SOURCE PASSAGE>

⁂

Barr Castle is a late medieval tower house. It can be seen today as a ruin on a low ridge to the south of the village of Lochwinnoch, Renfrewshire, Scotland.


Barr Castle was constructed in the 15th or early 16th century. It passed into the hands of the Hamiltons of Ferguslie at the end of the 16th century. They retained the castle until the late 18th century, when they sold and abandoned it for a new mansion. The castle is protected as a scheduled monument.


Front Elevation of Barr Castle
Main Entrance

The tower is a simple rectangle on plan, measuring about 7.80m east to west by 10.70m transversely, which stands to the level of the corbelling of the four angle turrets, now gone, about 12.0m high; on its south side, the chimney stack and part of the gable remain.

Externally the castle is very plain, and it depends for its appearance on its mass. The tower has walls of roughly-coursed, square-faced masonry with dressed stone corner-quoins. The only remaining ornamental feature is the pediment above the main entrance, inscribed with the initials of Margaret Hamilton and John Wallace.

Barr Castle
Barr Castle in 2010

The main entrance to the castle is at ground level on the west side. This is a later alteration; the original doorway was on the first floor, reached by a stairway. Window openings survive on all four sides of the building. Also visible on the tower walls are several elements which indicate later alterations, probably in the late 17th century, when the tower was converted into a larger residence.

⁂

DATA LISTING>
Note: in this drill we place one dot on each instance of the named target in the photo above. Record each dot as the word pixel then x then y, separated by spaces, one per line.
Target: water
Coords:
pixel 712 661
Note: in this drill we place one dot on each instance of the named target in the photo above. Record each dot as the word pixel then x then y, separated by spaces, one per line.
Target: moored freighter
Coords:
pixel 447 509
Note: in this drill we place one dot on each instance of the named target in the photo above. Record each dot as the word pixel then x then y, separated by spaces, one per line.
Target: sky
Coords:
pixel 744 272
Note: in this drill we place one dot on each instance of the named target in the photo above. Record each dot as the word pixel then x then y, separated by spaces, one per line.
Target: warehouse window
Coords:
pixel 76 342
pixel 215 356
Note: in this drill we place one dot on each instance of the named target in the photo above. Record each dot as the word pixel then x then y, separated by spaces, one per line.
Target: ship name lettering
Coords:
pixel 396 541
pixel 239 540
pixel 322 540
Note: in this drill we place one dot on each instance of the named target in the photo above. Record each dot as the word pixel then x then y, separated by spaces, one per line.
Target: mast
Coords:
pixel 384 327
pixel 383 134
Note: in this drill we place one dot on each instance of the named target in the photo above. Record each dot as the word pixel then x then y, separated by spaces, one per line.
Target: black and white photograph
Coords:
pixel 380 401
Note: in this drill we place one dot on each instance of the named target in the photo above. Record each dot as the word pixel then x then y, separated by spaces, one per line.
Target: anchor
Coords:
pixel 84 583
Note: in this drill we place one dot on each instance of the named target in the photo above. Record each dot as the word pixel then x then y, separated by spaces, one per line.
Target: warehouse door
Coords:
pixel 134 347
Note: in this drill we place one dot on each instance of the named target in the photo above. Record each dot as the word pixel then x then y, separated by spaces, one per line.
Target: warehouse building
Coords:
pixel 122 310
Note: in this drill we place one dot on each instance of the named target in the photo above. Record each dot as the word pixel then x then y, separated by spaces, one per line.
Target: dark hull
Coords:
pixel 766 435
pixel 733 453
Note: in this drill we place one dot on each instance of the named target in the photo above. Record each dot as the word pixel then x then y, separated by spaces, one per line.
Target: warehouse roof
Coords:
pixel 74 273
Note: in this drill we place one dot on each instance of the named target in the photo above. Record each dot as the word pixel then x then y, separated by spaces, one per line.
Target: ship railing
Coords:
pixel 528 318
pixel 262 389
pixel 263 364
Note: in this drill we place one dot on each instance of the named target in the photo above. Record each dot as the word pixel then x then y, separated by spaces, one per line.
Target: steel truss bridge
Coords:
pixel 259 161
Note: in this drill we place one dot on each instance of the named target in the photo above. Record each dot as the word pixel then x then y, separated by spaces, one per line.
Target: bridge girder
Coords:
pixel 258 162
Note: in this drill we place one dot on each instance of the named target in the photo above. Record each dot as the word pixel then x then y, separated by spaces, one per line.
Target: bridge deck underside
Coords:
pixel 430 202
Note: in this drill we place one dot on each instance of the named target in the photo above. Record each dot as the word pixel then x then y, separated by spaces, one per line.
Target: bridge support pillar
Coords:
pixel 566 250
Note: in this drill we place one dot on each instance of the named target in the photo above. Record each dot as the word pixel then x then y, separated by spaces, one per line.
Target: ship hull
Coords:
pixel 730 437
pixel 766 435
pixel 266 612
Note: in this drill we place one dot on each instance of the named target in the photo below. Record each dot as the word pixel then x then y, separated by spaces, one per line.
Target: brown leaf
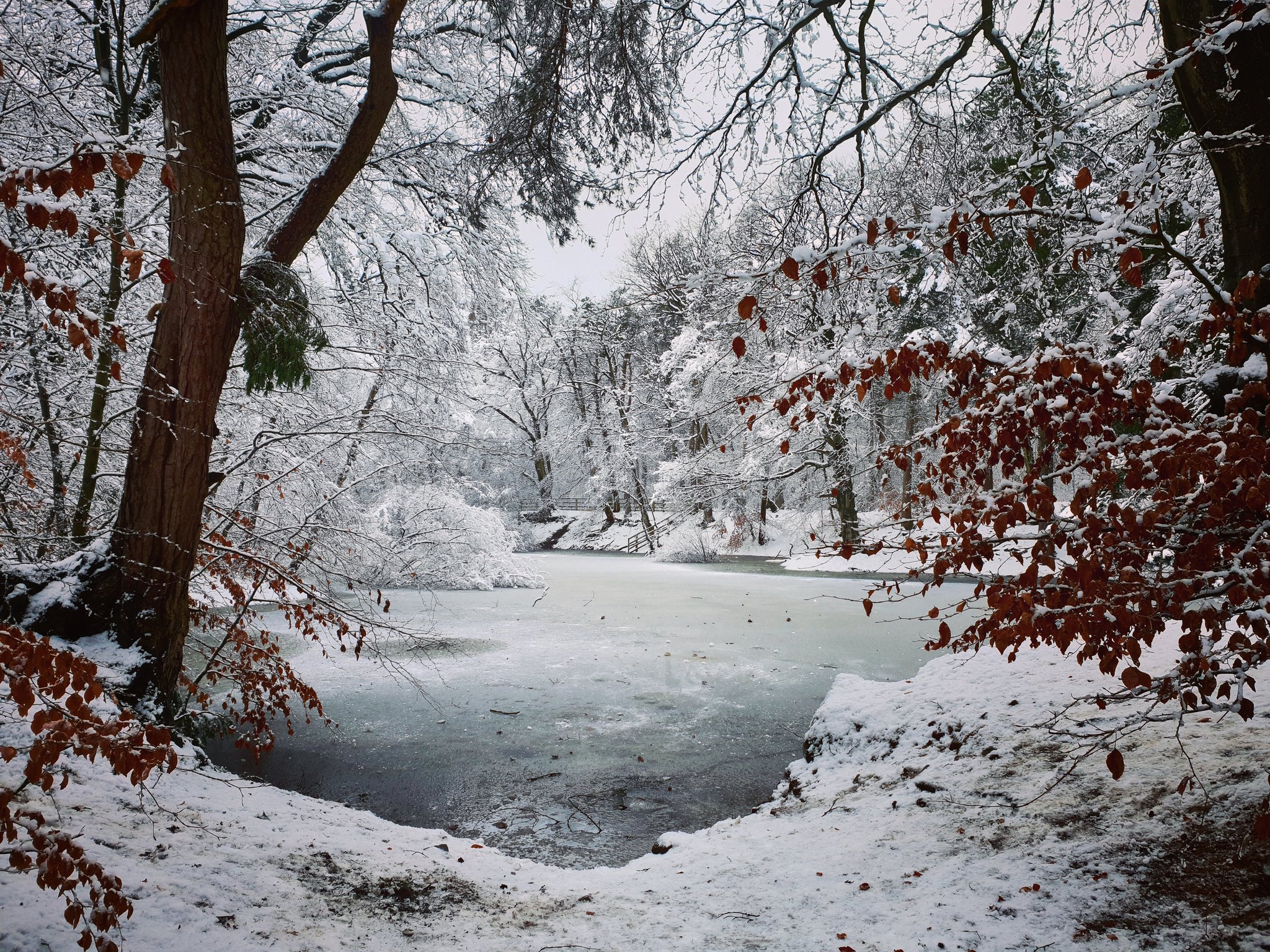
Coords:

⁂

WHAT THE TASK REQUIRES>
How would you sum up the passage on Barr Castle in two sentences?

OUTPUT FOR THIS EXERCISE>
Barr Castle is a late medieval tower house, built in the 15th or early 16th century, that now stands as a ruin on a low ridge south of Lochwinnoch in Renfrewshire, Scotland, and is protected as a scheduled monument. The Hamiltons of Ferguslie held it from the end of the 16th century until the late 18th century, when they sold and abandoned it for a new mansion; the plain rectangular tower shows later alterations, including a main entrance moved to ground level from the original first-floor doorway.